После быстрой проверки данной утилитой следует установить или включить полноценный антивирус, который теперь запускается  :Smiley:

----------


## redx

Сейчас появилась замечательная утилита SalityKiller.exe от Kaspersky Lab
суть ее понятна из названия
при запуске деактивирует вирус в оперативной памяти, вносит исправления в реестр и файлы настроек системы, а также уничтожает зараженные файлы.
работает на всех версиях Windows начиная с 2000

----------


## Никита Соловьев

> Сейчас появилась замечательная утилита SalityKiller.exe


Вообще-то больше года назад она появилась...

----------


## Nvidia

> Сейчас появилась замечательная утилита SalityKiller.exe от Kaspersky Lab
> суть ее понятна из названия
> при запуске деактивирует вирус в оперативной памяти, вносит исправления в реестр и файлы настроек системы, а также уничтожает зараженные файлы.
> работает на всех версиях Windows начиная с 2000


Только качать на заражённом компе бесполезно..
Можно записать её на здоровой машине на чистый диск, вместе с тем же Куррейтом.
А потом на больной машине запустить, прописать её в автозагрузкуи запустить одновременно Курейт от Доктора Веба.
Неплохо работает

----------

Извлечённые записи
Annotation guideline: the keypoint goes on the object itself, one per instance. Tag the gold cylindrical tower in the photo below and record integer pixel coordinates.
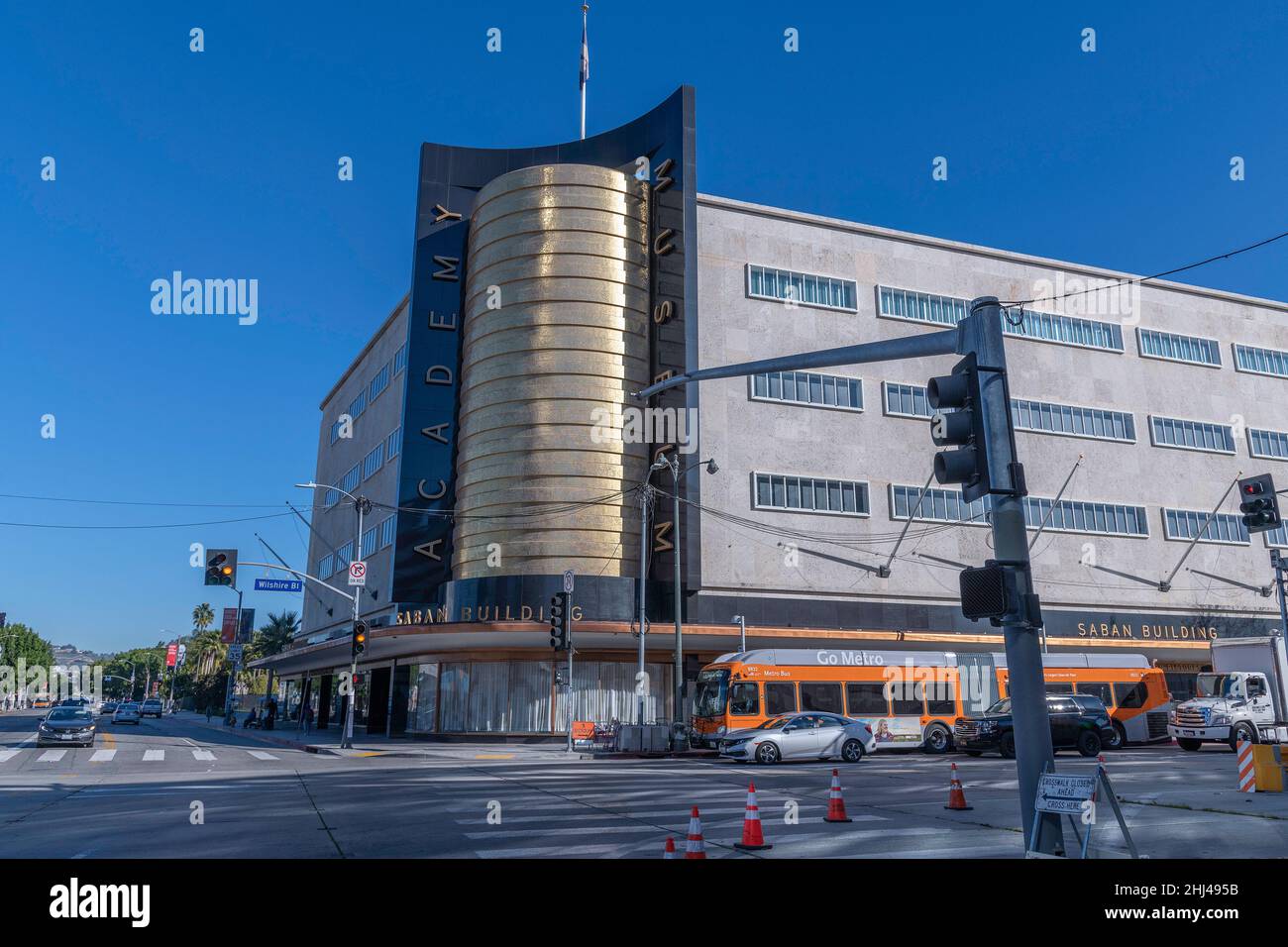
(554, 341)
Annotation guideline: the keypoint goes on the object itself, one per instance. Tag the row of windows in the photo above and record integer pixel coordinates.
(767, 282)
(339, 561)
(1261, 361)
(1077, 421)
(1198, 436)
(948, 311)
(1067, 515)
(1179, 348)
(809, 388)
(378, 382)
(1224, 527)
(782, 492)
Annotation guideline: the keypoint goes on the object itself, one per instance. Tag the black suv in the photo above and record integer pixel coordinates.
(1078, 722)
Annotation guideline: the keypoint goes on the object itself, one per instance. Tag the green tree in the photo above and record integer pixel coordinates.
(202, 616)
(274, 637)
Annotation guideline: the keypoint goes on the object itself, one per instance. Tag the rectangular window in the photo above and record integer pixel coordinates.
(824, 697)
(1261, 361)
(378, 382)
(780, 697)
(1072, 420)
(374, 460)
(359, 405)
(948, 311)
(745, 698)
(1224, 527)
(786, 492)
(387, 530)
(1179, 348)
(804, 289)
(906, 401)
(938, 505)
(1192, 436)
(867, 698)
(1271, 445)
(807, 388)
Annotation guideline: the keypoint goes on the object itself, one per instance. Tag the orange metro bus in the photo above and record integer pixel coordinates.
(912, 698)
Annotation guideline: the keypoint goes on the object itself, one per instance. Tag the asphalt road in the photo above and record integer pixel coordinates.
(136, 793)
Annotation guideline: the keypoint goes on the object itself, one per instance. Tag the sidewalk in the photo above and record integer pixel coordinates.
(329, 742)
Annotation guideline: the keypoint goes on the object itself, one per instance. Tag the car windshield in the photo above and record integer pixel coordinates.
(1218, 685)
(712, 693)
(68, 714)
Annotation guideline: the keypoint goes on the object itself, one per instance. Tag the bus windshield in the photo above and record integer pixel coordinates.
(711, 693)
(1218, 685)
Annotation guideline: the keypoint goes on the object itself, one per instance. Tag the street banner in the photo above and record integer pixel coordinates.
(228, 629)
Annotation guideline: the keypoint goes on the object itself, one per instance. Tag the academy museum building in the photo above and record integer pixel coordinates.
(489, 431)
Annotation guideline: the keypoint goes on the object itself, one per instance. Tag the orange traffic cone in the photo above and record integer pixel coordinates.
(752, 839)
(836, 801)
(956, 796)
(695, 847)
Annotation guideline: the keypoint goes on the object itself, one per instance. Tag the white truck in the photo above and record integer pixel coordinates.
(1243, 697)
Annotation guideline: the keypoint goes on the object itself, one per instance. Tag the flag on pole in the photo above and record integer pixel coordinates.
(585, 50)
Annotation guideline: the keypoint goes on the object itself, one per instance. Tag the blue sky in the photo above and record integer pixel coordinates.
(223, 163)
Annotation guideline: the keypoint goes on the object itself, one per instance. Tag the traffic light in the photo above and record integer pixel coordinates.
(1260, 505)
(962, 427)
(561, 622)
(222, 567)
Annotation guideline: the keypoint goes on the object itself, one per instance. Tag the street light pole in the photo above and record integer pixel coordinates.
(362, 505)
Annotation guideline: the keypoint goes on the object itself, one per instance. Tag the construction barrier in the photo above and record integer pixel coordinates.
(695, 845)
(836, 801)
(752, 838)
(1267, 768)
(1247, 771)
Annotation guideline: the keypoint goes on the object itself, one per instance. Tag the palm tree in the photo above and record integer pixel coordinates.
(275, 635)
(202, 616)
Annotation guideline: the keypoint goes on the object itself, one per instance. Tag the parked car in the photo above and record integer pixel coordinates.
(65, 725)
(1078, 722)
(812, 736)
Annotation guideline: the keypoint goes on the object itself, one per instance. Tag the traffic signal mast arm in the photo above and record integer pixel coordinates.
(301, 575)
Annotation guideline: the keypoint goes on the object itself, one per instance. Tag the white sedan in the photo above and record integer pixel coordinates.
(810, 736)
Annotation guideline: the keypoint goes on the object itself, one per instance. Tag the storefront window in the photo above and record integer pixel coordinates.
(423, 698)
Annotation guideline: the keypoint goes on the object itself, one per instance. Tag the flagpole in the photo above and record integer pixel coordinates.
(585, 68)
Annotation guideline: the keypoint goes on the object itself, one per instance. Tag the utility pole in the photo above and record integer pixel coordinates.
(990, 442)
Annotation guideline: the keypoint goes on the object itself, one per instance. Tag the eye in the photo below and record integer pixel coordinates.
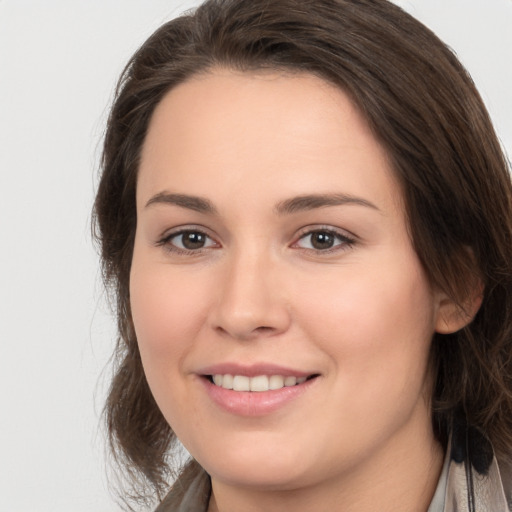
(323, 240)
(188, 240)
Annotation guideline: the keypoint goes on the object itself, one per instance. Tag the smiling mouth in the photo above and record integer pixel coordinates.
(256, 384)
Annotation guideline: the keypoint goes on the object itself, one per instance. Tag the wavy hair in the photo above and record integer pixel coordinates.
(424, 109)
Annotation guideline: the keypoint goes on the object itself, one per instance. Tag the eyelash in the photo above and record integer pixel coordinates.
(345, 241)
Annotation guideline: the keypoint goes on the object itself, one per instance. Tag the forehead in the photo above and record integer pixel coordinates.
(289, 133)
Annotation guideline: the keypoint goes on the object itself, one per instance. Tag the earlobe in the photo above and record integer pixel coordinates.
(451, 316)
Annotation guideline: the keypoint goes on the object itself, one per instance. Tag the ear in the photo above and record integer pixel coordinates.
(452, 317)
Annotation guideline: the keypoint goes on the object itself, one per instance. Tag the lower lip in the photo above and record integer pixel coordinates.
(254, 403)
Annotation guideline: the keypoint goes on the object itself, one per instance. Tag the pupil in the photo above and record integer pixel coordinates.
(322, 240)
(193, 240)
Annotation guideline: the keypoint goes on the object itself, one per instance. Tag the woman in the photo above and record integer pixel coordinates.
(306, 218)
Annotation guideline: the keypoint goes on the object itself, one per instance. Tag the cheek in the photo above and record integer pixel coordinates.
(376, 326)
(167, 310)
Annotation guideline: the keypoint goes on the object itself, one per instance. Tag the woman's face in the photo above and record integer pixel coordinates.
(272, 248)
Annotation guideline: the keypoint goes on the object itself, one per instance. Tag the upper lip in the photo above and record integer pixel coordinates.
(253, 370)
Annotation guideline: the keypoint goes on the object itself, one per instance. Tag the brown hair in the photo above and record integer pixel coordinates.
(425, 110)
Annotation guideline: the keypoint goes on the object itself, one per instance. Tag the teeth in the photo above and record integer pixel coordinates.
(259, 383)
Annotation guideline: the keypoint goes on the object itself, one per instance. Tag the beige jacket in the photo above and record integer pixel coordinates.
(461, 487)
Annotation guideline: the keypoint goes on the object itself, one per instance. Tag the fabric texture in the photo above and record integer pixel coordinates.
(472, 480)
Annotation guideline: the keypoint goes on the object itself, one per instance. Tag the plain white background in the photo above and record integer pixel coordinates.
(59, 60)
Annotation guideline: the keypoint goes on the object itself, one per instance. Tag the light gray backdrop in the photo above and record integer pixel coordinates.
(59, 60)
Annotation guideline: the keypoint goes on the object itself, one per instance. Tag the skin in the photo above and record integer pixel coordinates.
(361, 314)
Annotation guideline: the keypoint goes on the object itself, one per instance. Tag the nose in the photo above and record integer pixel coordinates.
(251, 302)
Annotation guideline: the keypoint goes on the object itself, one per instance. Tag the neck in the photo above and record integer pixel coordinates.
(399, 477)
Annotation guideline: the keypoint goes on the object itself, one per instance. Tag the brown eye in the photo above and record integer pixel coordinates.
(193, 240)
(190, 241)
(324, 240)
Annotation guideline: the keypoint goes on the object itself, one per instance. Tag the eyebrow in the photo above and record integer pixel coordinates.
(195, 203)
(313, 201)
(286, 207)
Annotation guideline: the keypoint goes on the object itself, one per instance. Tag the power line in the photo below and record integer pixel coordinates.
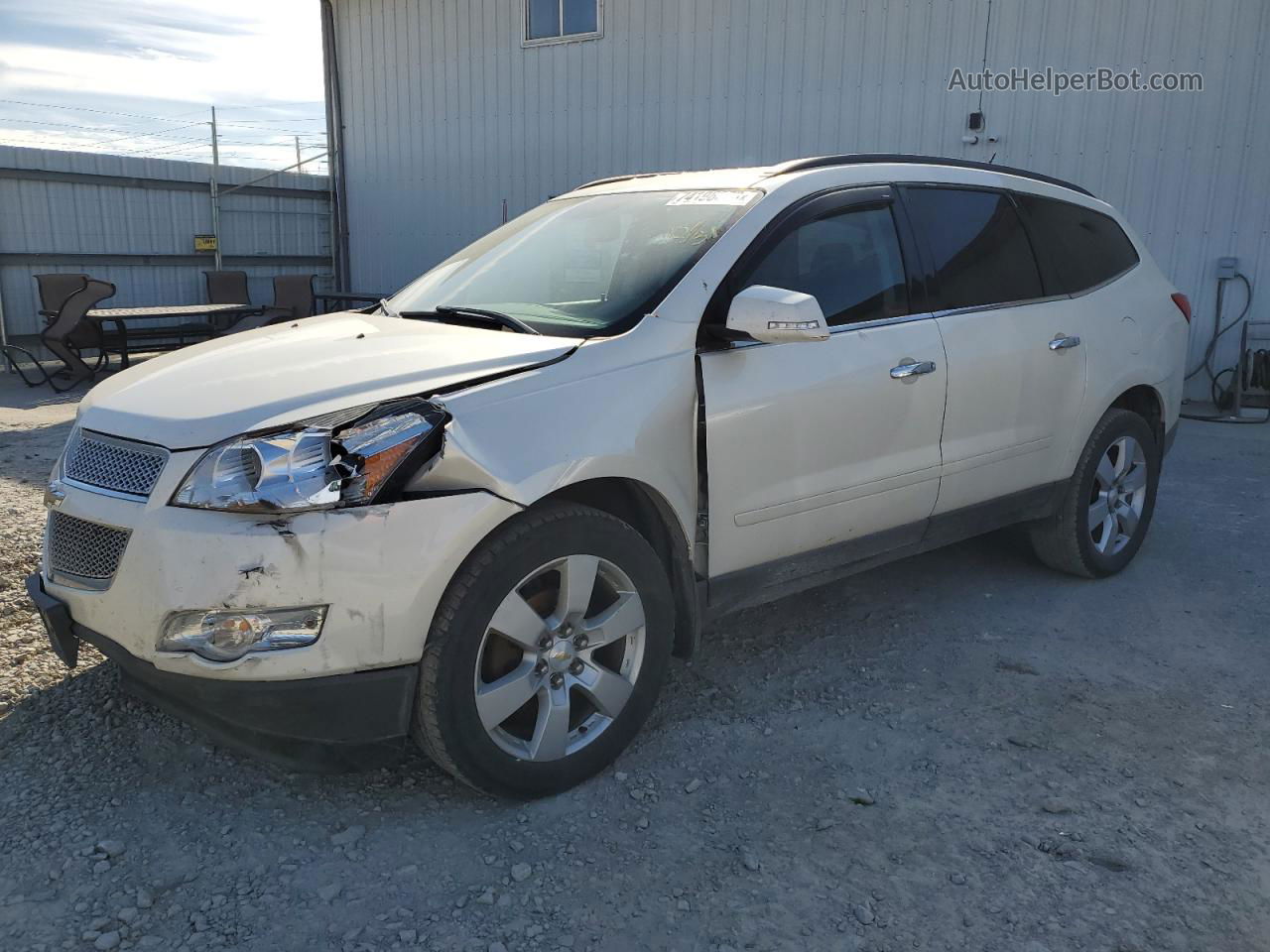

Описание задания
Пожалуйста, верните без изменений часть обсуждения утилиты SalityKiller, которая открывается словами, содержащими «Вообще-то больше года», и завершается словами «заражённом компе бесполезно..».

Полный ответ
Вообще-то больше года назад она появилась...

----------


## Nvidia

> Сейчас появилась замечательная утилита SalityKiller.exe от Kaspersky Lab
> суть ее понятна из названия
> при запуске деактивирует вирус в оперативной памяти, вносит исправления в реестр и файлы настроек системы, а также уничтожает зараженные файлы.
> работает на всех версиях Windows начиная с 2000


Только качать на заражённом компе бесполезно..